STATED TASK —
Return each line of the listing below that contains the word "Inside", copied in full.

DATA FOR THE TASK —
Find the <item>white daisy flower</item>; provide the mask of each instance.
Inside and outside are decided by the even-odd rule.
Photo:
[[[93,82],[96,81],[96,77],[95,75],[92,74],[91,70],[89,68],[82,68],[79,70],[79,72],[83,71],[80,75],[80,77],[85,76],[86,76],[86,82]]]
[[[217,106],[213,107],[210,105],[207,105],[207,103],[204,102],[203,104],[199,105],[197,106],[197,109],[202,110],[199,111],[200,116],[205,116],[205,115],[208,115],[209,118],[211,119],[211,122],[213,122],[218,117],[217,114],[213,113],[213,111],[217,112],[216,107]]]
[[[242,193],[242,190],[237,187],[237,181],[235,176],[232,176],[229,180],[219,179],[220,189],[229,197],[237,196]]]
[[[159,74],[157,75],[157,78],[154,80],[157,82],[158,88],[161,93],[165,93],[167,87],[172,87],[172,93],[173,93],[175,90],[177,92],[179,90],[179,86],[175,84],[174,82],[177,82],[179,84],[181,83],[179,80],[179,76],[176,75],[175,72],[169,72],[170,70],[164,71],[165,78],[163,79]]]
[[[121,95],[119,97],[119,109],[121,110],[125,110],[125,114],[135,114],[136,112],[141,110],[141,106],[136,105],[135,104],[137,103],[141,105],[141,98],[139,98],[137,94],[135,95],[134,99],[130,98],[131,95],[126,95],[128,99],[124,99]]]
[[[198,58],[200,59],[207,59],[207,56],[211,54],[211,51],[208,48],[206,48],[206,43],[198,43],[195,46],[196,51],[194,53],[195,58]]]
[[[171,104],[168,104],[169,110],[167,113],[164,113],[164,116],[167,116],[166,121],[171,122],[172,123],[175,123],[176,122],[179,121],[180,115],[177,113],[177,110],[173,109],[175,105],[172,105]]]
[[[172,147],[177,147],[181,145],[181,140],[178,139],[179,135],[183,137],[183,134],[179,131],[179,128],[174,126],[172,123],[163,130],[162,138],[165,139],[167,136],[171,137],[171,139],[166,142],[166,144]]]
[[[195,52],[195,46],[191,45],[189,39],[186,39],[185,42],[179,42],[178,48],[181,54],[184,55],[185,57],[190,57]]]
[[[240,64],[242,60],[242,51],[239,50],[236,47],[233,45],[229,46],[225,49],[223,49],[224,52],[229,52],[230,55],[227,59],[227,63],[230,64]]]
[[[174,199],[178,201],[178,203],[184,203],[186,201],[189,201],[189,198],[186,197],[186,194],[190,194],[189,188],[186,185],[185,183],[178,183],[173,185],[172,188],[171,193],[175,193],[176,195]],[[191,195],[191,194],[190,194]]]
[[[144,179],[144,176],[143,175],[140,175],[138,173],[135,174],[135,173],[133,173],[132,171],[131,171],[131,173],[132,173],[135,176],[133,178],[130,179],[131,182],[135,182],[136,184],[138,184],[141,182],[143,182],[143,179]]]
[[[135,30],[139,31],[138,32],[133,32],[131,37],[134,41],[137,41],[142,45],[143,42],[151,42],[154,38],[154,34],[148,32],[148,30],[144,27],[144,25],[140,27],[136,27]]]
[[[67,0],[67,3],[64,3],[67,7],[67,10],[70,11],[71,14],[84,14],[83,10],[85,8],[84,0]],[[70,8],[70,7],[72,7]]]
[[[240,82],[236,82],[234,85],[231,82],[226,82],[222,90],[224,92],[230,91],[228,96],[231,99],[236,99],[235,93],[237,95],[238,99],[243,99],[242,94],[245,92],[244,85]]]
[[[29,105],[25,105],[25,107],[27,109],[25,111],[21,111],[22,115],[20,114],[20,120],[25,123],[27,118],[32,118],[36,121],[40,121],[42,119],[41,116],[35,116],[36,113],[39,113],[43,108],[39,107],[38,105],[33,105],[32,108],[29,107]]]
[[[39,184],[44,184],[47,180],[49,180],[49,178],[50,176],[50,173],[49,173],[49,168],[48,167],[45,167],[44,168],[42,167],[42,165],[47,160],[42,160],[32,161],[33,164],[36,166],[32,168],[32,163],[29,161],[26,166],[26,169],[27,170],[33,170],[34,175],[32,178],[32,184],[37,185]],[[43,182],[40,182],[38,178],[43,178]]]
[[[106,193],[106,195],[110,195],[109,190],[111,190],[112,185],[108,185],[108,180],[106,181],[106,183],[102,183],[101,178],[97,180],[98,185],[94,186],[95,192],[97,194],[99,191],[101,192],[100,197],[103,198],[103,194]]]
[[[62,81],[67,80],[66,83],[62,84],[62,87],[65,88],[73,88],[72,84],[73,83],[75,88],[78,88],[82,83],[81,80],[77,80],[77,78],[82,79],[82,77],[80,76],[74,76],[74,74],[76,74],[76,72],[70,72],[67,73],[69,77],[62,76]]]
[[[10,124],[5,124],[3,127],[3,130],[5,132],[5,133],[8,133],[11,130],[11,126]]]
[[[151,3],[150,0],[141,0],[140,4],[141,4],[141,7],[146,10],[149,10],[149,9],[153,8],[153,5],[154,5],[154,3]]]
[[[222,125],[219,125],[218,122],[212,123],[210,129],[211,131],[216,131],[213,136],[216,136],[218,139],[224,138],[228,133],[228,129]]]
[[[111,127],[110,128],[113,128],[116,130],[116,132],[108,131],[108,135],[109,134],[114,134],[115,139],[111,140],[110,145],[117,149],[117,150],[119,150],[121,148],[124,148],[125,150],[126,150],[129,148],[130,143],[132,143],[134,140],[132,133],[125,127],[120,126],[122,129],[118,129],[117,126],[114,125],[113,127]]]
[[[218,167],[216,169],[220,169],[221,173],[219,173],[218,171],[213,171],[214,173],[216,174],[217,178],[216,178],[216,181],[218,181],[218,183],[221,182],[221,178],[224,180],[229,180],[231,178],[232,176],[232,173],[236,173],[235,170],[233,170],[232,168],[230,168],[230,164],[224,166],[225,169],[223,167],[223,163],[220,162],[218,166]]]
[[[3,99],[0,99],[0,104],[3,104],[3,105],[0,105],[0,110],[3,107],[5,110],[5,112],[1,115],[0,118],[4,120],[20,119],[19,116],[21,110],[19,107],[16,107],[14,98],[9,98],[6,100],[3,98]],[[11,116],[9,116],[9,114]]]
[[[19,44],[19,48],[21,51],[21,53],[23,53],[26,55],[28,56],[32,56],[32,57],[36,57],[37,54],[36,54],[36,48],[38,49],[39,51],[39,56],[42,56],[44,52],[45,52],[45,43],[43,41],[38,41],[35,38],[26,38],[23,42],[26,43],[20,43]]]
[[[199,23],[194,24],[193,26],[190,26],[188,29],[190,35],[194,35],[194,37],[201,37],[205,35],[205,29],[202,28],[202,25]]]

SOLUTION —
Inside and outside are decided by the even-odd rule.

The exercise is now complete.